Exercise aim:
Exactly reproduce the line containing "Intersection-audit request. Target: wooden pepper" and all later lines to the end of the entries, leaving the pictures out of your copy.

Supplied data:
——
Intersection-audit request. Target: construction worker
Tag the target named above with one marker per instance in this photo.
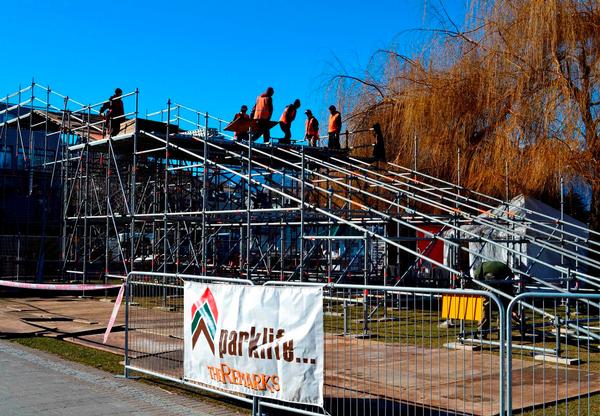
(497, 275)
(262, 112)
(114, 116)
(335, 127)
(285, 121)
(242, 135)
(312, 129)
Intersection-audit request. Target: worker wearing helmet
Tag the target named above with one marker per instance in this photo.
(286, 119)
(114, 113)
(262, 112)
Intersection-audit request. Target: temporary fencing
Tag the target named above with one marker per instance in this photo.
(553, 360)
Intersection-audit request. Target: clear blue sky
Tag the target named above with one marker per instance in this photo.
(210, 55)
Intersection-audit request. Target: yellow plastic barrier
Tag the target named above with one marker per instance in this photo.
(465, 307)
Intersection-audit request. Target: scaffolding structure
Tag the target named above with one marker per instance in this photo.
(173, 193)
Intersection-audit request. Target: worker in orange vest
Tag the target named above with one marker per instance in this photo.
(335, 127)
(115, 114)
(242, 114)
(312, 129)
(262, 112)
(285, 121)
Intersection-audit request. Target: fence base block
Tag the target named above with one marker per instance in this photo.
(556, 360)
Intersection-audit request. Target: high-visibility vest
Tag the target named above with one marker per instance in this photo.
(288, 115)
(312, 127)
(335, 123)
(262, 110)
(241, 115)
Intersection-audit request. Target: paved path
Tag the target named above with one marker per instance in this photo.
(35, 383)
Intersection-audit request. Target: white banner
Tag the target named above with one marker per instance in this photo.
(259, 340)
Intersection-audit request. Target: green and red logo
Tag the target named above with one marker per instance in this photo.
(204, 319)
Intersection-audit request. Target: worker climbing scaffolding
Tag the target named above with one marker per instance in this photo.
(335, 128)
(261, 113)
(286, 119)
(114, 113)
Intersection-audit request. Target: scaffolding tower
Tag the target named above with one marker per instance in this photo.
(172, 192)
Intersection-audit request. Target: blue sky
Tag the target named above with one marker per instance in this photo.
(210, 55)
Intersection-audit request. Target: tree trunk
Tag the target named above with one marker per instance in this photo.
(595, 224)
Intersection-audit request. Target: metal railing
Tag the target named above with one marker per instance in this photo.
(388, 350)
(559, 374)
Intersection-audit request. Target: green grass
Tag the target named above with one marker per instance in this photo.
(111, 363)
(101, 360)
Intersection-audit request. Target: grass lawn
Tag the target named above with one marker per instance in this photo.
(111, 363)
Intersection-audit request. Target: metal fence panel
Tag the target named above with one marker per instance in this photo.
(387, 350)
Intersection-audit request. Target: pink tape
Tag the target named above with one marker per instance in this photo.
(46, 286)
(113, 316)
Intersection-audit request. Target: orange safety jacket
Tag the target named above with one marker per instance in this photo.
(263, 110)
(288, 115)
(335, 123)
(241, 115)
(312, 127)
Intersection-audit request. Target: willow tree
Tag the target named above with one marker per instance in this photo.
(516, 90)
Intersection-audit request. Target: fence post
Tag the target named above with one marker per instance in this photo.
(345, 316)
(126, 353)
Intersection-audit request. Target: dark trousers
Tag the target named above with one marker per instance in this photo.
(287, 132)
(114, 126)
(334, 141)
(262, 130)
(241, 136)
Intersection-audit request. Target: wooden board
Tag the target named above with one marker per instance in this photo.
(240, 125)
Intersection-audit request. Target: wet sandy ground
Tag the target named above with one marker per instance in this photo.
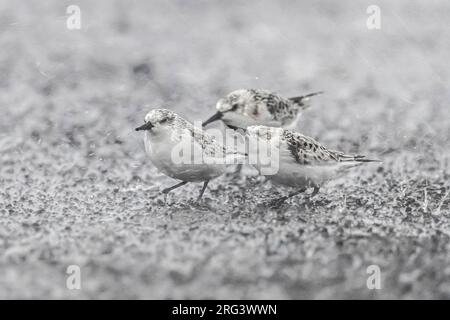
(76, 187)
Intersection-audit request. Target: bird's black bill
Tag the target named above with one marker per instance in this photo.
(146, 126)
(215, 117)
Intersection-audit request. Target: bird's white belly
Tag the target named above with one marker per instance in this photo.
(291, 173)
(161, 154)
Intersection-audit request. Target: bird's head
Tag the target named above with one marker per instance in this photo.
(231, 107)
(158, 119)
(263, 132)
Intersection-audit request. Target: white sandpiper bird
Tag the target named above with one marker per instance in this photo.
(247, 107)
(182, 151)
(302, 162)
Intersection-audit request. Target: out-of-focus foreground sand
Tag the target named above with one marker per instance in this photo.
(76, 187)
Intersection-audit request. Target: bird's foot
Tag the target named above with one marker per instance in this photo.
(277, 203)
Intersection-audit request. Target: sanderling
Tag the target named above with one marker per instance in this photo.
(247, 107)
(182, 151)
(303, 162)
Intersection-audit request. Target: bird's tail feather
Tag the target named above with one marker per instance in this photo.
(356, 158)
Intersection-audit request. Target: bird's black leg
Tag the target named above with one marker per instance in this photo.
(167, 190)
(315, 191)
(205, 184)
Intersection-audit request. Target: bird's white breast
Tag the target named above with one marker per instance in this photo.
(163, 149)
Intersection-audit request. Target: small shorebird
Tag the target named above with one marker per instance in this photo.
(302, 162)
(182, 151)
(247, 107)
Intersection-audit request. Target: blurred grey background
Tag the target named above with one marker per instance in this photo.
(76, 187)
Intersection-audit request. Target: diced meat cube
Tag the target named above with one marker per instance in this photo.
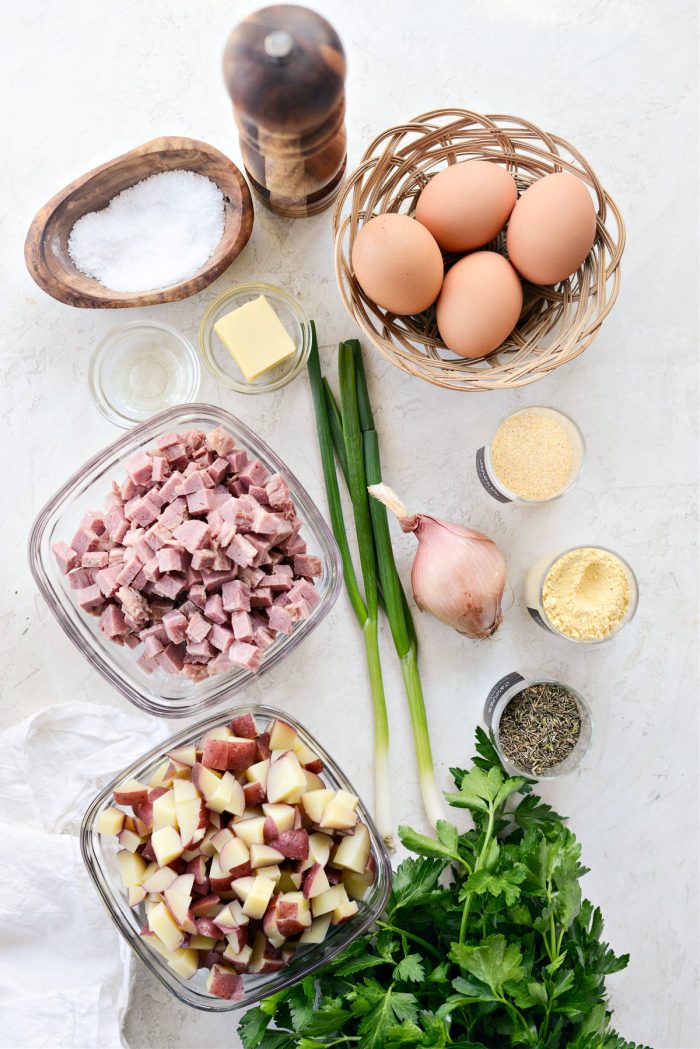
(140, 468)
(214, 609)
(161, 469)
(279, 620)
(81, 578)
(198, 627)
(192, 535)
(171, 559)
(169, 584)
(175, 626)
(83, 540)
(220, 442)
(245, 656)
(221, 637)
(254, 473)
(65, 556)
(112, 621)
(90, 597)
(240, 551)
(106, 580)
(236, 597)
(171, 659)
(133, 603)
(242, 628)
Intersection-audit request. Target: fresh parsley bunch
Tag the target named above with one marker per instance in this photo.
(486, 942)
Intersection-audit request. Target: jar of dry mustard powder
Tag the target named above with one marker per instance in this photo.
(534, 455)
(586, 594)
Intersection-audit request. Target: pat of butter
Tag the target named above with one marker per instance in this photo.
(255, 337)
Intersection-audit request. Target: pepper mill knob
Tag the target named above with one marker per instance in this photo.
(284, 69)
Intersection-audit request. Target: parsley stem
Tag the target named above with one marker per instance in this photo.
(411, 936)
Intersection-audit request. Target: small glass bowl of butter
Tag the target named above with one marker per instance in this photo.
(254, 338)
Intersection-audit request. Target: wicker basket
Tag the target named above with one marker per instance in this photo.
(556, 323)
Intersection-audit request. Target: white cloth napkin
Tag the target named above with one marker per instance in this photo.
(64, 968)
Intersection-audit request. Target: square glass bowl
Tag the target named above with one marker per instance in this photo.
(161, 693)
(100, 857)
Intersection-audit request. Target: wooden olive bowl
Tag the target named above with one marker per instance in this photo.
(46, 244)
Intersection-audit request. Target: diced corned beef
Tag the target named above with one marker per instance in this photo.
(305, 564)
(161, 469)
(171, 559)
(259, 495)
(134, 604)
(199, 651)
(166, 441)
(242, 628)
(171, 659)
(65, 556)
(129, 571)
(192, 534)
(152, 646)
(169, 584)
(172, 487)
(278, 492)
(90, 597)
(246, 656)
(83, 540)
(81, 578)
(203, 559)
(140, 468)
(198, 627)
(220, 442)
(254, 473)
(93, 521)
(106, 580)
(236, 596)
(221, 637)
(260, 598)
(241, 551)
(214, 609)
(112, 621)
(144, 512)
(277, 581)
(218, 470)
(175, 625)
(279, 619)
(200, 502)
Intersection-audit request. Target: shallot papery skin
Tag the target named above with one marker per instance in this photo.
(459, 575)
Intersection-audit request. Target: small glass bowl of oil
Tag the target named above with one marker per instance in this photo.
(141, 368)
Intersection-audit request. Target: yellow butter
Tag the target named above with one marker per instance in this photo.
(255, 337)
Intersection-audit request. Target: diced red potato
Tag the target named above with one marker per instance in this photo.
(219, 855)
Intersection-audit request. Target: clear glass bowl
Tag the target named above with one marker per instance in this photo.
(507, 689)
(100, 856)
(534, 584)
(218, 360)
(160, 693)
(492, 483)
(140, 368)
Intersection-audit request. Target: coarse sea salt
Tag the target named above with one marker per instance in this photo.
(154, 234)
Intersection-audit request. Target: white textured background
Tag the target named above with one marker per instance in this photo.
(85, 81)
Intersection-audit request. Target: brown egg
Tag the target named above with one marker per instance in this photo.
(466, 205)
(552, 229)
(480, 303)
(398, 263)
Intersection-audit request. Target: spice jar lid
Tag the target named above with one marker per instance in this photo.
(284, 68)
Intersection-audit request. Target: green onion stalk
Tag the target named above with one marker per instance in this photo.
(365, 609)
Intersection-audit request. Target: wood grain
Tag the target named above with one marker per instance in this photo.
(46, 244)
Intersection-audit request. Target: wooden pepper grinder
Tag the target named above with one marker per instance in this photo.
(284, 69)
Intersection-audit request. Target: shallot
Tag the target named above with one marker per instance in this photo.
(459, 575)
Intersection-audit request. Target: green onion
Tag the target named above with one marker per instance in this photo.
(396, 605)
(365, 609)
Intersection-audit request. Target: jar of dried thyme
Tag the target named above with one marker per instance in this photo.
(541, 727)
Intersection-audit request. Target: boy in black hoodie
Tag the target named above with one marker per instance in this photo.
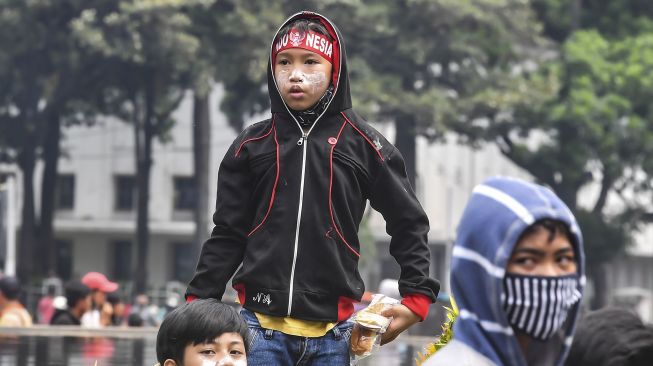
——
The output:
Intersection-audit request. Target: wooden pepper grinder
Tag the target named above with one marker per instance in this photo.
(284, 69)
Intersection-audit request. Target: shallot
Tag the target named above with one marker per instance in this photo.
(459, 575)
Intersection-audit request. Target: green onion
Tag the target named above with one marker per instance in this photo.
(396, 605)
(365, 609)
Intersection-audit request. Target: jar of dried thyme
Tag the target named above with one marker per instance in this photo.
(541, 727)
Intersection-audit request. Target: boy in black hoodie
Tag the target named above with one marker per instance in this photo.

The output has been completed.